**Records for processing:**
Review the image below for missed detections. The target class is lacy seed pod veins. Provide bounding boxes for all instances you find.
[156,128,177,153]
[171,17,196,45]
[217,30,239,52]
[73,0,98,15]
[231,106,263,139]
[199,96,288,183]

**Exercise:** Output each entry exactly as written, leaving none out.

**Result:**
Review the image below for missed detections. The target class is lacy seed pod veins. Provide bounding boxes for all instances you find.
[156,128,177,153]
[171,17,196,45]
[217,30,239,52]
[73,0,98,15]
[231,106,263,139]
[199,96,288,183]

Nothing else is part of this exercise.